• YOUR TASKS:
• a. Answer these questions from the sauce business account, one line each:
(i) In what year did Peter Kam start Rib Roaring Recipes?
(ii) How much of the original $2,000 went as the downpayment for the recipe?
(iii) What did Peter use to fill the containers?
• b. Please continue the sauce business account, starting after its last sentence.

• SOURCE DOCUMENT:

::::

How I Got Started in the Value-Added Products Business?

Rib Roaring Recipes was started by Peter Kam in 1981 as a one-person food manufacturing and distribution business later known as First Commercial Kitchen LLC.

A meeting of fate with Mr. Chew On Lum, the owner of Lum's Meat Center, formerly located in Kapahulu, Oahu, Hawaii was the start of this adventure. After Mr. Lum expressed his desire to retire, Peter wanted to preserve this popular family recipe for future generations to enjoy. Otherwise this extraordinary sauce would have been lost forever after the owner passed away. Peter managed to scrape up $2,000, and a downpayment was made to purchase the famous Lum's Char-Siu Sauce recipe. Then, with a limited budget, Peter purchased the necessary items for manufacturing: a spoon, rubber gloves, a plastic baby bathtub, a pitcher, and the most expensive item: a scale. At this early stage, Peter formulated his business philosophy to have the business fully self-sustaining from day one. Not a penny more would be put into the business besides the original $2,000, $1,500 of which went as a downpayment to purchase the recipe.

Peter used the rubber gloves to mix the ingredients and the pitcher to fill the containers. At first, he produced the sauce in the same round, white saimin containers originally used by Mr. Lum, with a small bright orange label on the lid.

Because the sauce was easily squeezed out of this fragile container, he found the next cheapest alternative: a clear deli container and made his own homemade label. This label had a picture of a dragon on it which he sketched. After placing this product in every supermarket on Oahu, he discovered that the characteristic red color of the sauce faded because of exposure to the supermarket lights. He also noticed that the unsightly layering of ingredients became evident when the sauce was filled into a clear container. Fortunately, with his Food Science background, he was able to solve these two problems.

Sometime later, he had enough cash flow to move up to better packaging: a plastic jar with a screw-on lid. And so his mornings were filled with delivering sauce all over the island, and his afternoons occupied with purchasing of ingredients and supplies and manufacturing sauce. Peter would also go to Young Brothers to ship sauce to the outer islands.

::::

• DATA SUPPLIED:

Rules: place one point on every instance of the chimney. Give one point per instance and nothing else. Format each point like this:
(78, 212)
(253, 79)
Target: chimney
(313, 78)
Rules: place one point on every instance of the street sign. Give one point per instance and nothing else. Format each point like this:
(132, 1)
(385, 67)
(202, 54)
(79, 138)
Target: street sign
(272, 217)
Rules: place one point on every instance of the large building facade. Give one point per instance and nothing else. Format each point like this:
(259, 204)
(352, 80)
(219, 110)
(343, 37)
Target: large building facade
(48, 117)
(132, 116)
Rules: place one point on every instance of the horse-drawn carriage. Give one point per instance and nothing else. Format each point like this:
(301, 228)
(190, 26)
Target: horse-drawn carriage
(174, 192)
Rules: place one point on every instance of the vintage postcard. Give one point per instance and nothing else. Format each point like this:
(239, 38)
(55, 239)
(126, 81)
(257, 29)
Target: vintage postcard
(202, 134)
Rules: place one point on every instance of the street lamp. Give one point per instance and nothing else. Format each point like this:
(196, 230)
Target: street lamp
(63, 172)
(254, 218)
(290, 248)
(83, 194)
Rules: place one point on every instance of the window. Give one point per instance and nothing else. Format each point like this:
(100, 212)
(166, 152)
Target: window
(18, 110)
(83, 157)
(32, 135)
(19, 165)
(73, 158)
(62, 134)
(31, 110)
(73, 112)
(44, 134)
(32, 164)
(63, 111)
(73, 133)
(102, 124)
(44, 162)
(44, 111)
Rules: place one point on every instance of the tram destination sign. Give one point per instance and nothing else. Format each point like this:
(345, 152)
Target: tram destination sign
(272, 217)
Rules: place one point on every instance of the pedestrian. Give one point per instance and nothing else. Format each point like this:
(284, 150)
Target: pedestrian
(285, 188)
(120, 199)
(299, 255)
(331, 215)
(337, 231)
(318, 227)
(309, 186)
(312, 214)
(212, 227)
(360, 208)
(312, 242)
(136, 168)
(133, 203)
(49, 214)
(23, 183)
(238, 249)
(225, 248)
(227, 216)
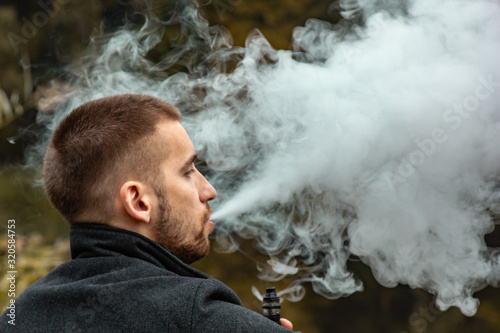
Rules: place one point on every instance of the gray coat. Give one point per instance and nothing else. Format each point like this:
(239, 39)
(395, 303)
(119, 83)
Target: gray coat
(120, 281)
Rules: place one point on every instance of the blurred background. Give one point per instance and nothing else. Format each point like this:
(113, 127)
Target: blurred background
(40, 39)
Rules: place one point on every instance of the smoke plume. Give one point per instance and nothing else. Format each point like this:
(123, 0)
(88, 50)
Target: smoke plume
(376, 137)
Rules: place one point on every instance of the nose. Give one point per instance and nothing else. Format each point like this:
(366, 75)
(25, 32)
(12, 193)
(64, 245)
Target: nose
(207, 191)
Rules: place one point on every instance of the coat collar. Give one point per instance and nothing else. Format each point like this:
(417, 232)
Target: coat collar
(98, 240)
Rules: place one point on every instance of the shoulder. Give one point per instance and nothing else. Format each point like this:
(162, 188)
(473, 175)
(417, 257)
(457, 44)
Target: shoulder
(216, 308)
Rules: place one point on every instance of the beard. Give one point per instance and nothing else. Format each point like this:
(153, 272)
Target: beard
(170, 231)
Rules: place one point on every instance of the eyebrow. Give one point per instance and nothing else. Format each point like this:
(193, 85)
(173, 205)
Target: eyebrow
(189, 162)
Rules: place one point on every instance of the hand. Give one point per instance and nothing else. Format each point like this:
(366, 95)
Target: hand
(286, 323)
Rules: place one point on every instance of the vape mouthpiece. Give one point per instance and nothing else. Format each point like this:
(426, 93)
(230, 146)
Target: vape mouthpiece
(271, 306)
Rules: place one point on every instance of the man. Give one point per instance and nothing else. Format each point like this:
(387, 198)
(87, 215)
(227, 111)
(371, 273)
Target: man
(121, 171)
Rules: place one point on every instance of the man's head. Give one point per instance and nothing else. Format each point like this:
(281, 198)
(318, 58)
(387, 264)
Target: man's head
(126, 161)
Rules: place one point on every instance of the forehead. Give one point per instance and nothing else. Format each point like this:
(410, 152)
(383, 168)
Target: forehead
(176, 140)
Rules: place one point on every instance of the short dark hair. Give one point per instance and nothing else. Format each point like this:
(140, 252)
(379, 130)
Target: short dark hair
(89, 150)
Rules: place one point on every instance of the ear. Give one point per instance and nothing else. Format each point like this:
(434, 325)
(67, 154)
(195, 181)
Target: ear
(136, 200)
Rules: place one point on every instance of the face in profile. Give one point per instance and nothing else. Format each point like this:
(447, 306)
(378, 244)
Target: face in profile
(181, 222)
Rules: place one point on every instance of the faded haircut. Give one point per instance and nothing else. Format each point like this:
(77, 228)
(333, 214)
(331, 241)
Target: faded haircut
(99, 144)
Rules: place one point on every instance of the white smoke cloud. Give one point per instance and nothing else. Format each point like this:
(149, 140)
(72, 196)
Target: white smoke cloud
(379, 141)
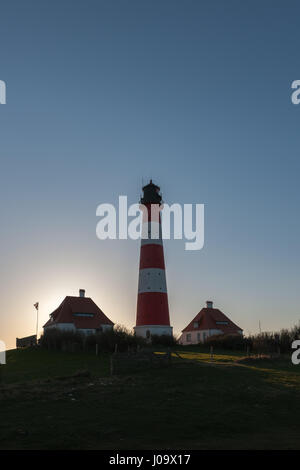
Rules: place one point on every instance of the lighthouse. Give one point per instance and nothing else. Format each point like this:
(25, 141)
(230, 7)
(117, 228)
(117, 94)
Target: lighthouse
(152, 317)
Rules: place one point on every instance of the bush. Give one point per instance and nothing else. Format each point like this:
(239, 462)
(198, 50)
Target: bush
(230, 342)
(163, 340)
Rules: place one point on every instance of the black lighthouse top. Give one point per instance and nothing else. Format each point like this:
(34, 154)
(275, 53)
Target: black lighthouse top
(151, 194)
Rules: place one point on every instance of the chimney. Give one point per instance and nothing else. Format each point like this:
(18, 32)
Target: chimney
(81, 292)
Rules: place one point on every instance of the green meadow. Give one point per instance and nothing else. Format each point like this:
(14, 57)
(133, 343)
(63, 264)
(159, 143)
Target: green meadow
(55, 400)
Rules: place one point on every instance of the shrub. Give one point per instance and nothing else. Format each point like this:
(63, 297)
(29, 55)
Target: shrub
(163, 340)
(230, 342)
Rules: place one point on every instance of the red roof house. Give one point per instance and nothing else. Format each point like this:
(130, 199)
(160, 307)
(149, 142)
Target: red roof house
(208, 322)
(79, 314)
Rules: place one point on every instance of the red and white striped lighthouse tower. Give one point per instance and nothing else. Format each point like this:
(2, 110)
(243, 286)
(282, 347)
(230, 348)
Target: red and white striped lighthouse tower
(152, 317)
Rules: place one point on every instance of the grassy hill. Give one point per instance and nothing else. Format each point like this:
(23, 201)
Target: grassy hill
(54, 400)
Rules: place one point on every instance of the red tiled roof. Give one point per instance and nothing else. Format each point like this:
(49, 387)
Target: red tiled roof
(72, 305)
(207, 318)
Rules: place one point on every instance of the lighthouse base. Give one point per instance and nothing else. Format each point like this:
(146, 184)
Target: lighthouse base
(146, 331)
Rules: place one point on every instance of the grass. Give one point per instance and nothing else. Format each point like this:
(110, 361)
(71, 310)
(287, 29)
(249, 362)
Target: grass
(196, 403)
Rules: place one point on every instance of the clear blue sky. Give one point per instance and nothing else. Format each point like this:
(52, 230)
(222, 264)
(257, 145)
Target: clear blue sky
(195, 94)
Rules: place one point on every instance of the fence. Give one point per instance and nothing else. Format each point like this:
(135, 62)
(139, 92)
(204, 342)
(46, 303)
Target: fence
(136, 360)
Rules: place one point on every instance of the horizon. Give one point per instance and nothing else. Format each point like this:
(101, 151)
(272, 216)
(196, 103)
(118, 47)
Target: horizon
(190, 95)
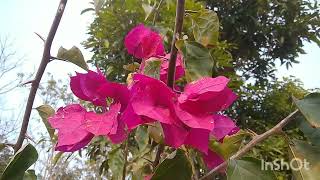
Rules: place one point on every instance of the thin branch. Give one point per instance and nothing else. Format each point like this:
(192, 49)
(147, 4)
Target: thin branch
(126, 149)
(172, 61)
(257, 139)
(42, 38)
(35, 84)
(174, 50)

::::

• EXPECTED RESULTS:
• a.
(i) 1981
(ii) $1,500
(iii) A pitcher

• b.
After a few years and pondering how to expand this business, he decided to manufacture products for other companies. His first big decision was signing a lease on a new warehouse to be the First Commercial Kitchen, with his first client being a salsa company who had fresh red and green salsas. This was in the mid-eighties.

In 1996, Peter was fortunate to acquire the hundred-year-old import/distribution business known as Wing Coffee Company, which has served as the distribution arm for First Commercial Kitchen LLC. Peter used to buy some ingredients from them and later bottled the Wing Sauces.

Peter is proud to continue expanding on the legacy started by Mr. Lum, the inventor of Lum's Char-Siu Sauce, which started him on this continuing journey. Lum's Char-Siu Sauce will be sold nationwide beginning the summer of 2022. So many food products you enjoy may have been made in this kitchen.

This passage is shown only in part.